┌─ DATA FOR THIS EXERCISE

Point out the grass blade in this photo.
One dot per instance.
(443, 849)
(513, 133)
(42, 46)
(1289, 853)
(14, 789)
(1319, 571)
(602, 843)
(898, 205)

└─

WRITTEN REQUEST |
Present the lines above as a numbered list, omitting any blank lines.

TASK OUTPUT |
1. Point out the grass blade in this photo.
2. One dot per instance.
3. (443, 849)
4. (513, 133)
5. (42, 46)
6. (1289, 853)
7. (14, 789)
8. (1319, 571)
9. (602, 843)
10. (898, 205)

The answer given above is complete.